• Materials provided

----------------------------------------

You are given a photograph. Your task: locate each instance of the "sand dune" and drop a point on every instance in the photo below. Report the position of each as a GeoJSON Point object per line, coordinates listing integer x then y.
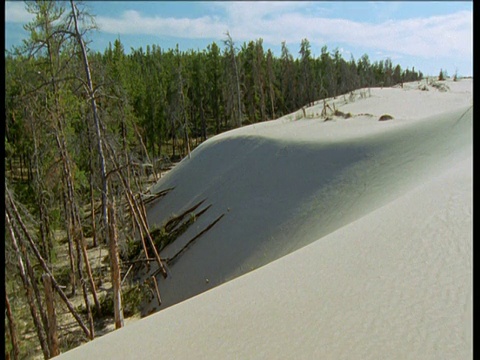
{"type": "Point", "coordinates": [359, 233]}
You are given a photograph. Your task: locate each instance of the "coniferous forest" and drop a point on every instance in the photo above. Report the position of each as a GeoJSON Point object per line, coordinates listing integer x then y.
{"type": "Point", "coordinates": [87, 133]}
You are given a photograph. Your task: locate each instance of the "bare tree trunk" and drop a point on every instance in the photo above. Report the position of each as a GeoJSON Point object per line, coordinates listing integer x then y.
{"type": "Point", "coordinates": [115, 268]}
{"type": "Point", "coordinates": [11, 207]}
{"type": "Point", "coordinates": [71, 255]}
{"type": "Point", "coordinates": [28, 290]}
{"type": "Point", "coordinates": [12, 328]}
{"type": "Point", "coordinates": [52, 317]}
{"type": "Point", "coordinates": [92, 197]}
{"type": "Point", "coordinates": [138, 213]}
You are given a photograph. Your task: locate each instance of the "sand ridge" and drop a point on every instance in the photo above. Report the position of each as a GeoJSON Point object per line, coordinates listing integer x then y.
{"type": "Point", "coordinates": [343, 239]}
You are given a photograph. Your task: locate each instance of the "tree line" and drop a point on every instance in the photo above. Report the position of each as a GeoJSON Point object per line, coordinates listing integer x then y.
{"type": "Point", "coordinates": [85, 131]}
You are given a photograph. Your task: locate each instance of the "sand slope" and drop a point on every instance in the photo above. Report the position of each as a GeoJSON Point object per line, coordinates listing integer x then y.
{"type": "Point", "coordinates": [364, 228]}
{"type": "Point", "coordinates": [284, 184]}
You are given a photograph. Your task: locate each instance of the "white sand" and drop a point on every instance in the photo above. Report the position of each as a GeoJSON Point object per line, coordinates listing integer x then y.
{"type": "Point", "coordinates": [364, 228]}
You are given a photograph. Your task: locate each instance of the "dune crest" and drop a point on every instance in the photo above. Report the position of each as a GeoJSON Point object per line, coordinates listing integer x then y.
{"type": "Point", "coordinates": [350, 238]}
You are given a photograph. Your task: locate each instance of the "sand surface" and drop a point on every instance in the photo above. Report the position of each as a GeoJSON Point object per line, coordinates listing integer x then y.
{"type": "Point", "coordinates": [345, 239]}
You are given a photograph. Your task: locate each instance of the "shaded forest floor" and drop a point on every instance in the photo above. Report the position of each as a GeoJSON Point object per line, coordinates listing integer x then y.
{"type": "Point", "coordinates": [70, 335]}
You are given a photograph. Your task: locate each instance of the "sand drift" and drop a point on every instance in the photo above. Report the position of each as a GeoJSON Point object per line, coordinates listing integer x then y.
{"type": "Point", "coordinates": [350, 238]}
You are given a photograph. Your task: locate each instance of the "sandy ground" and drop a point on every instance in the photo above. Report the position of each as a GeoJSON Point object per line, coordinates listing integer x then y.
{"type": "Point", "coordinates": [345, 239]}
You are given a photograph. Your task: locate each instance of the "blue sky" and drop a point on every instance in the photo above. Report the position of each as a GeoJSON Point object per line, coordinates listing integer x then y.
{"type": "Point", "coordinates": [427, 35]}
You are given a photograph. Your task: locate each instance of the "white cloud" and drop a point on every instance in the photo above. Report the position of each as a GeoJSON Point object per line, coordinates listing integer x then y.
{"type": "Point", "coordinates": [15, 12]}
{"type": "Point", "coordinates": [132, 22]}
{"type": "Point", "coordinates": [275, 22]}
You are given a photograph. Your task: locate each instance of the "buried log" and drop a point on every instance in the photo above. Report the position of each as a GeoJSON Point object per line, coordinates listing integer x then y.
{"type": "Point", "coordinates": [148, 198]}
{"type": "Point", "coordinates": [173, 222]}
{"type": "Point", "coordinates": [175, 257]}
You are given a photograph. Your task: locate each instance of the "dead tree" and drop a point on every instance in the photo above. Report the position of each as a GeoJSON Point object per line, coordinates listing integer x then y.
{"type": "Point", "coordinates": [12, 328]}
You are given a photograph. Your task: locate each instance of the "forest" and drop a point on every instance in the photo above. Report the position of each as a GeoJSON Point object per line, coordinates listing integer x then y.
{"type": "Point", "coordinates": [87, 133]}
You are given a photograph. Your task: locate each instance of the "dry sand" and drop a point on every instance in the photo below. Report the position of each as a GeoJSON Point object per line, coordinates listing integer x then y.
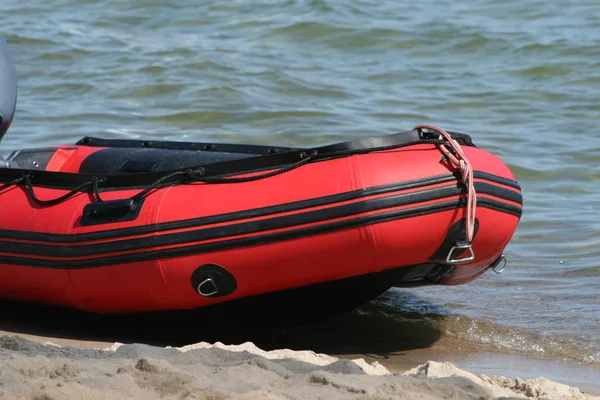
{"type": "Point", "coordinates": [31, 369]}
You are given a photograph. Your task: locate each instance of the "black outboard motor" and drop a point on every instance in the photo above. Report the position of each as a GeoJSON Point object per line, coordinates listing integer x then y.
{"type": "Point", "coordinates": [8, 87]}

----------------------------------------

• Problem to work on
Images should not appear in the copy; retype the listing above exactly.

• Reply to the task
You are given a photograph. Your task: locate each instance of the "sand dune" and drop a point on every instance in the photo below. Report the position of each as a GeoJSON Point object per line, coordinates listing integer x then y.
{"type": "Point", "coordinates": [359, 233]}
You are given a photograph. Your task: locate each instance of the "coniferous forest" and drop a point on every instance in the photo above. Report the position of each as a GeoJSON Point object per line, coordinates listing integer x then y.
{"type": "Point", "coordinates": [87, 133]}
You are given a photograph. Your task: locate each instance of the "bare tree trunk" and drop a point on every instance in the photo above. Report the position of each as a GeoJSON Point object per line, coordinates listing integer x then y.
{"type": "Point", "coordinates": [115, 268]}
{"type": "Point", "coordinates": [11, 207]}
{"type": "Point", "coordinates": [71, 255]}
{"type": "Point", "coordinates": [28, 290]}
{"type": "Point", "coordinates": [12, 328]}
{"type": "Point", "coordinates": [52, 317]}
{"type": "Point", "coordinates": [92, 197]}
{"type": "Point", "coordinates": [138, 213]}
You are given a photograph. Your task: locate each instance of the "sand ridge" and drop a point on every instance in the photo above. Report the position of each as a GeoJSON Point object per line, coordinates listing integer x then y.
{"type": "Point", "coordinates": [343, 239]}
You are given a photograph. Your task: locate each instance of the "tree line" and drop a point on every instance in the photo above. Report the position of each as a GeoJSON Point object per line, coordinates listing integer x then y.
{"type": "Point", "coordinates": [85, 131]}
You are given a photograph. Your task: locate each instance of the "sand slope" and drop a point on every instance in the photo above. Report the position of each as a GeoJSON Point object per line, coordinates listing integer x then y.
{"type": "Point", "coordinates": [364, 228]}
{"type": "Point", "coordinates": [284, 184]}
You are given a photograph. Your task: locate each instance of the "white sand" and drop a point on every instance in the photo above. Report the position of each as a GeoJSON Point object per line, coordinates listing integer x then y.
{"type": "Point", "coordinates": [364, 228]}
You are given a photograph. Your task: locate each instance of the "dune crest" and drop a point on every instance in the photo above. Report the position of each as a GeoJSON Point object per line, coordinates listing integer x then y.
{"type": "Point", "coordinates": [350, 238]}
You are given a photograph. Your task: locate each instance of the "sand surface" and drop a point on every instance in the photo above. Report the position of each as a GeoJSON Point object per line, coordinates listing integer x then y.
{"type": "Point", "coordinates": [345, 239]}
You are given a photograph. Your task: locate each instance of the "shaded forest floor" and drop a point on every instance in the photo above. Report the position of each as a GeoJSON Point object per line, coordinates listing integer x then y.
{"type": "Point", "coordinates": [70, 335]}
You are given a photograph. Your task: locate each instance of the "sand drift" and drop a point on every instance in the photo above. Report the position of each as a GeoJSON Point object per line, coordinates listing integer x then y.
{"type": "Point", "coordinates": [350, 238]}
You are given a photograph. Your task: locate each instance of the "sandy ground" and drop a point on every instance in the photo above. Report the position of each as a GeoJSON Point object per line, coordinates listing integer x then y.
{"type": "Point", "coordinates": [345, 239]}
You are given a photograph. Your task: locate each instance of the "blue sky" and drop a point on every instance in the photo above. Report the position of each as a GeoJSON Point object per line, coordinates listing integer x then y.
{"type": "Point", "coordinates": [427, 35]}
You are given a photograph. Your task: locate each instance of the "white cloud" and drop a point on every instance in the photo above. Report the position of each as a GeoJSON Point object per line, coordinates listing integer x then y.
{"type": "Point", "coordinates": [15, 12]}
{"type": "Point", "coordinates": [132, 22]}
{"type": "Point", "coordinates": [275, 22]}
You are given a photograph. Your task: locate each instance of the "buried log" and drop a point on every instance in the photo above. Report the position of each as a GeoJSON Point object per line, coordinates listing integer x then y.
{"type": "Point", "coordinates": [148, 198]}
{"type": "Point", "coordinates": [173, 222]}
{"type": "Point", "coordinates": [175, 257]}
You are given a photograph. Your task: locate each instance of the "dead tree" and drop a point on every instance in the photo above. Report the position of each as a GeoJSON Point object per line, coordinates listing integer x then y.
{"type": "Point", "coordinates": [12, 328]}
You are given a photograph. Your task: locate each instance of the "forest" and drop a point on every instance in the photo above. Report the position of each as a GeoJSON Point object per line, coordinates listing integer x then y.
{"type": "Point", "coordinates": [87, 133]}
You are given a photograph. Your task: locate each instance of the "dry sand" and drop a point on every instance in the photo below. Report the position of each as a GeoJSON Point object per line, coordinates listing integer x then y.
{"type": "Point", "coordinates": [31, 369]}
You are given a photograph. Your task: locate each instance of the "black outboard motor" and drop a point on every instance in the photo above. Report the position of each as a GeoJSON Point object per line, coordinates listing integer x then y.
{"type": "Point", "coordinates": [8, 87]}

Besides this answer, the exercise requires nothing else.